++++ DATA LISTING ++++

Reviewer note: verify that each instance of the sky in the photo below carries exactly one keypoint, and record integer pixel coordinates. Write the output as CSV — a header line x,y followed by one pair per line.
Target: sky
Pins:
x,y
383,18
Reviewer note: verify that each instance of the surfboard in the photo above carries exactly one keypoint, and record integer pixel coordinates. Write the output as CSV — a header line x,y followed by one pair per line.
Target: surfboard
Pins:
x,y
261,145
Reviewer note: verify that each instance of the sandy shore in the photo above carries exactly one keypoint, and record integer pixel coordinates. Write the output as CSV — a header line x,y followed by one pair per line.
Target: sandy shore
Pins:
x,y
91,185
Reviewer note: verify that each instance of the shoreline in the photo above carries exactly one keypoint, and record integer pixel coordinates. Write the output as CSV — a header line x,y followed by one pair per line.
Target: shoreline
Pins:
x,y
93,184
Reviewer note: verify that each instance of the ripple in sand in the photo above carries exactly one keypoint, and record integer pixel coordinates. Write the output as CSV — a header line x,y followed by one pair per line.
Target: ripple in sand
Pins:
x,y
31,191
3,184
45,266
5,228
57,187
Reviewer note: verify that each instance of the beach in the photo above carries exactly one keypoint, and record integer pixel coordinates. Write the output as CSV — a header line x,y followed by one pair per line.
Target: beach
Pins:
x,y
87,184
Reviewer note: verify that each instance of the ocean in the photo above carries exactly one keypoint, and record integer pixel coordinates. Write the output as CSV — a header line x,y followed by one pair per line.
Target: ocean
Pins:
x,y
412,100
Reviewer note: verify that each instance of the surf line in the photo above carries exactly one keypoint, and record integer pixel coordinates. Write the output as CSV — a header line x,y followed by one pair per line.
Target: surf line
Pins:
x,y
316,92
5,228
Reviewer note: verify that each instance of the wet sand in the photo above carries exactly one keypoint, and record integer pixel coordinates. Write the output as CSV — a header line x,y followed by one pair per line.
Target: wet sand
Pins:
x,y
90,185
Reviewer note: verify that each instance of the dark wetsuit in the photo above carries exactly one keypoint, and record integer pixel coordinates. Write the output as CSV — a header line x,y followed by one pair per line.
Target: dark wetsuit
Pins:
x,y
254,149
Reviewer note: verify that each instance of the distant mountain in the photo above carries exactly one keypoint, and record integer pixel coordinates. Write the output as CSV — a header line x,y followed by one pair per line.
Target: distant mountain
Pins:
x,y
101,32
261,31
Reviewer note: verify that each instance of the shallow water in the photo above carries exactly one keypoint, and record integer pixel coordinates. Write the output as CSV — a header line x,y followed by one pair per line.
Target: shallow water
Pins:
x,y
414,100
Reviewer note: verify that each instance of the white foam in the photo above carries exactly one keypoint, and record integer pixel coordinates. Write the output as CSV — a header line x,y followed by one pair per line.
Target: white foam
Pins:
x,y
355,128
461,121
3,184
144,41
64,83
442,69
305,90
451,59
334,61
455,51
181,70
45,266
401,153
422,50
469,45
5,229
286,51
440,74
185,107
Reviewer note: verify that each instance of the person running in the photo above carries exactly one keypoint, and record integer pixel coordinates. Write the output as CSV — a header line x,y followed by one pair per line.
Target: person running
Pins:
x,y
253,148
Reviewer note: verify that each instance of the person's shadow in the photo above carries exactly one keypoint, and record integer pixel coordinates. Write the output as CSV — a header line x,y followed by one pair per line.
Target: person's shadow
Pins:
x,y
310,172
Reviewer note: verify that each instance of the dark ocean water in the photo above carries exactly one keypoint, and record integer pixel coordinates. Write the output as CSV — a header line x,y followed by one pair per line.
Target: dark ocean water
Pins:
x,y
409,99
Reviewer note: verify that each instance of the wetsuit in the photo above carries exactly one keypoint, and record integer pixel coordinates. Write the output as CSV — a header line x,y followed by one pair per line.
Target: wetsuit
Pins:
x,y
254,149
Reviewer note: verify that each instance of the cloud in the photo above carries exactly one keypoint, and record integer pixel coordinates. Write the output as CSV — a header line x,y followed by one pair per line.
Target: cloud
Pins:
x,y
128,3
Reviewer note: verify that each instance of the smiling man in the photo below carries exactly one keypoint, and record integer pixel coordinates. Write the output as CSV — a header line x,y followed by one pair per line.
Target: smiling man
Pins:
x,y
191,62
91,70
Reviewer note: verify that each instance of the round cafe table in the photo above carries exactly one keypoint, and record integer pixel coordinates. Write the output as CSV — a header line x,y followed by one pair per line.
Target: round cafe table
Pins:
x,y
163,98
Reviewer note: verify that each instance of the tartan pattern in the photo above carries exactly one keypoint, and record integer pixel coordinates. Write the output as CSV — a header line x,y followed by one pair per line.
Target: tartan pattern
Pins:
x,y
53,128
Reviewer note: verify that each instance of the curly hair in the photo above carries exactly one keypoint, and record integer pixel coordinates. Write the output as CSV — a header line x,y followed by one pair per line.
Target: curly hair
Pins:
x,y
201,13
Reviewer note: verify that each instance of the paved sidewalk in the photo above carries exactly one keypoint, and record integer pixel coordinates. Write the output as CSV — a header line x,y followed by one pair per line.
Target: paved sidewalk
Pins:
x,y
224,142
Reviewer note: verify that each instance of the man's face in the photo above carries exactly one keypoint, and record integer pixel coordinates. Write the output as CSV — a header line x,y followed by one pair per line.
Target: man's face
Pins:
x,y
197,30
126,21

++++

- REQUEST: Retype all the material above precisely, with no line left out.

- RESULT OF THE TASK:
Reviewer note: verify that each instance of the sky in the photo below carries exactly one keypoint, and record integer pixel coordinates. Write the output as CSV — a header line x,y followed by one pair per line.
Target: sky
Pins:
x,y
383,18
Reviewer note: verify that each instance of the surfboard in the photo above carries exactly one keypoint, and record integer pixel coordinates. Write the output as CSV — a header line x,y followed by one pair per line.
Target: surfboard
Pins:
x,y
261,145
Reviewer note: verify that each instance of the sandy shore in the photo above carries exactly one keypoint, and record integer pixel coordinates. Write the output as CSV — a header line x,y followed by one pair per line.
Target: sandy shore
Pins:
x,y
91,185
Reviewer note: verify that each instance of the shoreline in the photo above carries exactly one keypoint, and record integer pixel coordinates. Write the output as CSV — a header line x,y followed by one pair per line.
Target: shoreline
Pins:
x,y
93,184
Reviewer note: verify that each instance of the ripple in sand in the photo above carries exactly one keypoint, and record integer pixel coordinates. Write the output as CSV — a header line x,y followed by one pair per line.
Target: ripple in sand
Pins:
x,y
31,191
3,184
45,266
5,228
57,187
Reviewer note: verify that each instance of the beach in the photo above carries exactly one keypoint, and record integer pixel coordinates. Write the output as CSV — a header line x,y followed by one pair per line.
Target: beach
Pins:
x,y
87,184
Reviewer note: verify that each instance of the ocean in the photo above carries exactly one keypoint, and record integer pixel coordinates. Write the output as CSV — a header line x,y followed by one pair per line.
Target: ocean
Pins:
x,y
412,100
Reviewer note: verify that each instance of the surf line in the photo above carries exactly one keypoint, and record integer pixel coordinates. Write the output as CSV — a header line x,y followed by one pair per line.
Target: surf line
Pins:
x,y
316,92
5,228
Reviewer note: verify that each instance of the wet sand in the photo above carries exactly one keypoint, and record integer pixel coordinates. Write the output as CSV — a header line x,y followed by one pair per line.
Target: wet sand
Pins:
x,y
90,185
Reviewer note: verify that each instance of the dark wetsuit in the photo above carries exactly one keypoint, and record integer pixel coordinates. Write the output as CSV — a header line x,y followed by one pair per line.
Target: dark wetsuit
Pins:
x,y
254,149
Reviewer note: verify that each instance of the distant mountain in the photo above carries exactly one keypoint, and record integer pixel coordinates. Write the output as CSV — a header line x,y followed by one pair per line.
Target: distant mountain
Pins:
x,y
101,32
261,31
Reviewer note: verify that each instance of the shallow water in the photo above carries exactly one keypoint, and record integer pixel coordinates. Write the output as CSV — a header line x,y followed by one pair per line.
Target: shallow water
Pins:
x,y
414,100
Reviewer note: verify that each instance of the white foam in the photo above carries exactly one keypoint, and record integer pixel coordinates. Write the output as CSV — a header line x,y followed by one pair per line.
Target: white foam
Pins:
x,y
355,128
461,121
3,184
144,41
64,83
442,69
305,90
451,59
334,61
455,51
181,70
45,266
401,153
422,50
469,45
5,229
286,51
440,74
185,107
Reviewer note: verify that each instance of the person running in the photo above carries exactly one keypoint, and record integer pixel coordinates. Write the output as CSV — a header line x,y followed by one pair per line.
Target: person running
Pins:
x,y
253,148
Reviewer note: verify that each instance of the person's shadow in the photo above carries exactly one keypoint, and record integer pixel coordinates. Write the output as CSV — a header line x,y followed by one pair per line.
Target: person's shadow
Pins:
x,y
310,172
Reviewer note: verify that each instance of the dark ocean water in the photo above carries exactly one keypoint, and record integer pixel coordinates. Write the output as CSV — a header line x,y followed by one pair per line.
Target: dark ocean water
Pins:
x,y
409,99
Reviewer note: verify that each instance of the wetsuit in the photo above carries exactly one keypoint, and record integer pixel coordinates. Write the output as CSV — a header line x,y followed by one pair per line.
Target: wetsuit
Pins:
x,y
254,149
Reviewer note: verify that each instance of the cloud in the photo above carries exactly one keypoint, and record integer pixel coordinates. Write the output as CSV — a header line x,y followed by one pair per line.
Target: cloud
Pins:
x,y
128,3
Reviewer note: verify that each instance of the smiling man in the photo below carries exactly one keypoint, and record integer pixel coordinates. Write the output as CSV — a header line x,y followed by one pair per line.
Target: smiling man
Pins:
x,y
191,62
91,70
Reviewer note: verify that each instance of the round cafe table in the photo above carries exactly one keypoint, and record integer pixel coordinates. Write the output as CSV — a header line x,y followed by one pair per line.
Target: round cafe table
Pins:
x,y
163,98
Reviewer note: verify that each instance of the tartan pattern in the photo above carries exactly one keypoint, and record integer pixel coordinates. Write the output as CSV — a header line x,y followed by one pair per line.
Target: tartan pattern
Pins:
x,y
53,128
Reviewer note: verify that each instance of the curly hair in the photo above carries exactly one keypoint, and record integer pixel coordinates. Write the output as CSV — a header line x,y followed by one pair per line.
Target: curly hair
Pins:
x,y
201,13
Reviewer note: verify that each instance of the paved sidewalk in the photo above carries exactly one keypoint, and record integer pixel coordinates. Write the output as CSV — a header line x,y followed by one pair per line.
Target: paved sidewalk
Pins:
x,y
224,142
Reviewer note: verify that each instance of the man's face in the photo above carries exactly one keypoint, and record integer pixel coordinates. Write the output as CSV — a header line x,y followed by one pair per line.
Target: man's face
Pins:
x,y
197,30
126,21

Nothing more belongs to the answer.